_Work item_
Exactness is required throughout. Return every record once more.

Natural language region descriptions
• • • • •

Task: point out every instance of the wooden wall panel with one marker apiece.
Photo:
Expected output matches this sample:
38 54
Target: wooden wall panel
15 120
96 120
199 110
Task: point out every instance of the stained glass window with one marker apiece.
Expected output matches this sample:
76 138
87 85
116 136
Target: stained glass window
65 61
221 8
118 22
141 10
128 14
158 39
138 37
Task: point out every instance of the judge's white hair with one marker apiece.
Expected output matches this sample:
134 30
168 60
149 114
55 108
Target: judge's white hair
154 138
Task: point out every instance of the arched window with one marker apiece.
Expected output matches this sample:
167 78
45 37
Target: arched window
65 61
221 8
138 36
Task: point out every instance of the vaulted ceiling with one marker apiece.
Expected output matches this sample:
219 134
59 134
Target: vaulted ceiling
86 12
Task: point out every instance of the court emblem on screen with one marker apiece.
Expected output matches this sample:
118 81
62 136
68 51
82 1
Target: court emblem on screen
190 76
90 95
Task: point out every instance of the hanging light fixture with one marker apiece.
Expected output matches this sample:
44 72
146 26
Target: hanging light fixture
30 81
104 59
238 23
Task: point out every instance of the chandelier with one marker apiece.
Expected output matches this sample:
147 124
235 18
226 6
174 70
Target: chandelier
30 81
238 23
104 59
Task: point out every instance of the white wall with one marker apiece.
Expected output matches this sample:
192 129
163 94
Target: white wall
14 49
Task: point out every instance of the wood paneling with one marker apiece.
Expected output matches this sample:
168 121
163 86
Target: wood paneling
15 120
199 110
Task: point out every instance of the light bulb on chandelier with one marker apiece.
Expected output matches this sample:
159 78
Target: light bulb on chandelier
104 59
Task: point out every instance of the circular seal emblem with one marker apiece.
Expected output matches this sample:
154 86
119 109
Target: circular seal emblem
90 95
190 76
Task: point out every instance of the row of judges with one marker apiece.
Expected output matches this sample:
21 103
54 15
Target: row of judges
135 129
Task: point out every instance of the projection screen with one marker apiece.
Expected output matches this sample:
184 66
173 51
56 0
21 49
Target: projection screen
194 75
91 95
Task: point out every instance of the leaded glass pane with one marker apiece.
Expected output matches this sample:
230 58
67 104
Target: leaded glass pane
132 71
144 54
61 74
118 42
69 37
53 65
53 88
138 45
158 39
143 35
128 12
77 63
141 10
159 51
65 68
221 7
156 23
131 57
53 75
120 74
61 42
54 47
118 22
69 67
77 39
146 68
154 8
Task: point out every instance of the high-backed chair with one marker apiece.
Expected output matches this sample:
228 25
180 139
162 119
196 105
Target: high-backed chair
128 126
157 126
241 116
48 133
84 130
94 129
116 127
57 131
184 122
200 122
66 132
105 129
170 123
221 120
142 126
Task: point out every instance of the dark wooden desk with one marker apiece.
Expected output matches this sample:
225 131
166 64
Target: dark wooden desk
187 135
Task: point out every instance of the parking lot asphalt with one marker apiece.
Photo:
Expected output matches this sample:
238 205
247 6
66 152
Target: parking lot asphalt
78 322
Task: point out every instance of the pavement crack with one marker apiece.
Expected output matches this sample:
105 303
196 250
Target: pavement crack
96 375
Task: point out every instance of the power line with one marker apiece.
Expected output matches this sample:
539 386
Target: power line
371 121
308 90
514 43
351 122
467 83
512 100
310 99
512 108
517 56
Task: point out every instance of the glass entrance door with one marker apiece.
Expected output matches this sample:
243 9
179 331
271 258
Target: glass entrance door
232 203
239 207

• • • • •

_Solution to this problem_
Task: point out every instance of the wooden wall panel with one marker apiece.
Photo:
Expected output matches this sample:
38 54
Target: wooden wall panel
15 120
96 120
199 110
Task: point out every instance of the stained glass window with one marker apiece.
Expected output matches this sample:
76 138
87 85
116 136
Target: stained glass window
65 61
221 8
118 22
141 10
128 14
158 39
138 37
Task: point out every instance of the judge's white hair with one marker apiece.
Expected output matches this sample:
134 30
168 60
149 114
55 108
Target: judge's white hair
154 138
Task: point out every instance of the arched window with one marker apiece.
Expected output matches this sample:
167 78
45 37
Target: arched window
65 61
221 8
138 36
Task: point out every instance of the vaulted ceiling with one marker apiece.
Expected output matches this sample:
219 134
59 134
Target: vaulted ceiling
86 12
Task: point out every instance of the court emblem on screen with one marker apiece.
Expected output matches this sample:
118 81
62 136
68 51
82 1
Target: court emblem on screen
190 76
90 95
Task: point out every instance of the hanging light fixture with one marker apiece.
Expected output matches this sample:
44 72
146 26
Target: hanging light fixture
30 81
104 59
238 23
Task: point out every instance of the chandelier with one marker apiece.
Expected output matches this sample:
147 124
235 18
226 6
174 70
Target: chandelier
30 81
238 23
104 59
Task: point out every instance of the white wall with one marker apiece.
Expected output matches this sample:
192 129
163 94
Target: white wall
14 49
Task: point out every instance of the wood paneling with one marker apiece.
Expected output matches this sample:
168 121
163 86
Target: wood paneling
15 120
199 110
Task: point out every instance of the light bulb on chandelier with one marker apiece.
Expected output matches this sample:
159 78
Target: light bulb on chandelier
104 59
Task: point out every instance of the circular seal emblem with one marker apiece.
Expected output matches this sample:
154 86
119 109
Target: circular seal emblem
90 95
190 76
Task: point out every instance of the row of judges with one marker apiece.
Expected output matches this sample:
21 103
54 15
Target: row of judges
135 129
Task: point out every instance of the projection screen with one marker apiece.
Expected output matches this sample:
184 66
173 51
56 0
21 49
Target: projection screen
194 75
91 95
Task: point out every instance of the leaded glass pane with one marker apiece.
Expected output matches this sample:
230 58
67 104
Target: leaded glass pane
132 71
144 54
61 74
118 42
69 37
53 65
53 88
138 45
158 39
143 35
128 12
77 63
141 10
159 51
65 68
221 7
156 23
131 57
53 75
120 74
61 42
54 47
118 22
69 67
77 39
146 68
154 8
Task: point out every instance of the high-backed chair with one marker apiece.
Expected output matches this sample:
228 25
180 139
162 119
196 105
Target: high-backed chair
128 126
157 126
241 116
48 133
84 130
94 129
116 127
57 131
184 122
200 122
66 132
105 129
170 123
221 120
142 126
Task: point out every instance of the dark wooden desk with one marker apiece.
Expected output matches this sample:
225 131
166 64
Target: dark wooden desk
187 135
Task: point out every instance of the parking lot asphalt with one marker apiece.
Photo:
Expected output matches this sample:
238 205
247 6
66 152
Target: parking lot asphalt
78 322
Task: point out every instance of the pavement crack with one marker apiece.
Expected output matches this sample:
105 303
196 250
Target: pavement crack
96 375
Task: point out every instance of the power line with one marker apiece.
Expected output matches this sample:
539 386
Target: power line
371 121
308 90
514 43
351 122
467 83
512 100
310 99
512 108
517 56
Task: point out every instance of the glass entrance door with one marker apiece.
Expected output matches this sample:
243 9
179 331
271 258
Target: glass entrance door
232 203
239 207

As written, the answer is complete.